[STATED TASK] Revise the records from the line containing "Can you locate the glass" through the line containing "Target: glass tumbler", replacing "glass tumbler" with "water glass" and keeping everything else unchanged. Omit the picture from your answer.

[INFORMATION PROVIDED]
**********

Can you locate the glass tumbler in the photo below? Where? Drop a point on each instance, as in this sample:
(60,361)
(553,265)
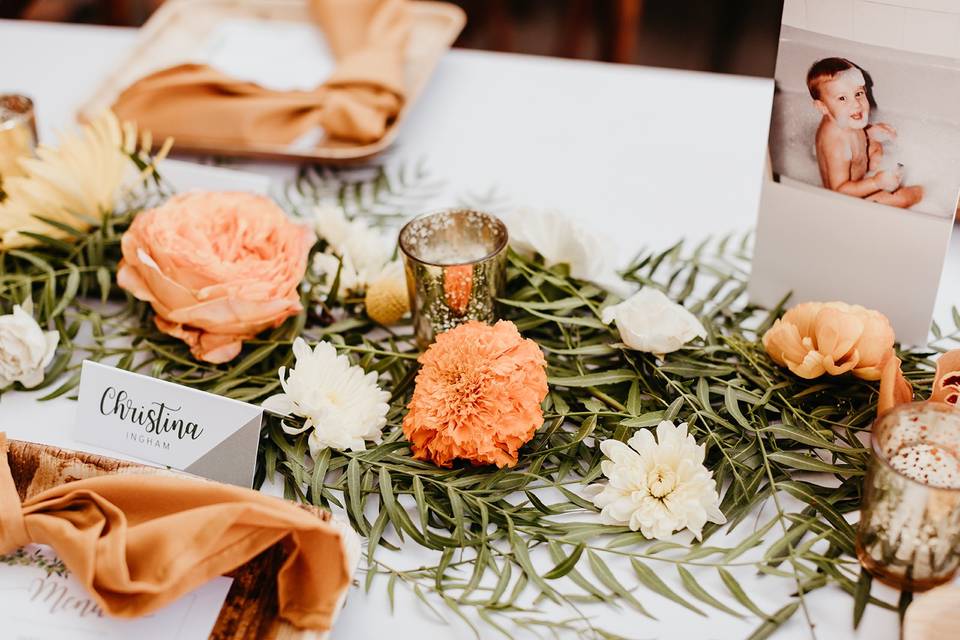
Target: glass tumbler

**********

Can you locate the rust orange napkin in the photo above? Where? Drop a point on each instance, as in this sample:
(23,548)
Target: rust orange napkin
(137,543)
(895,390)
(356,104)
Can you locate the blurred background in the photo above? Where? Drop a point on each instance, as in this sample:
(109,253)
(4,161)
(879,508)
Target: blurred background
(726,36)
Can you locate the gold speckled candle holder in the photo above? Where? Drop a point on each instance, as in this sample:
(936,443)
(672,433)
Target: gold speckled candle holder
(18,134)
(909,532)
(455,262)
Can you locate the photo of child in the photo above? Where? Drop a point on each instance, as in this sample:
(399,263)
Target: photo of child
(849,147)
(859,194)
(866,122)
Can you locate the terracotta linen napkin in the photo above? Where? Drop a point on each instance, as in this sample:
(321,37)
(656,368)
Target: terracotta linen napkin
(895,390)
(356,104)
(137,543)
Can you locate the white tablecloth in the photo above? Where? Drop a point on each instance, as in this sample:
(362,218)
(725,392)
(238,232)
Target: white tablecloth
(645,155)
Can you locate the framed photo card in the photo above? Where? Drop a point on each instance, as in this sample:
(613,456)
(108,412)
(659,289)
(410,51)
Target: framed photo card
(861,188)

**********

[REPLY]
Can you locate the water glass in the photo below? Where? Drop a point on each instance, as in this sample:
(60,361)
(553,265)
Target: water glass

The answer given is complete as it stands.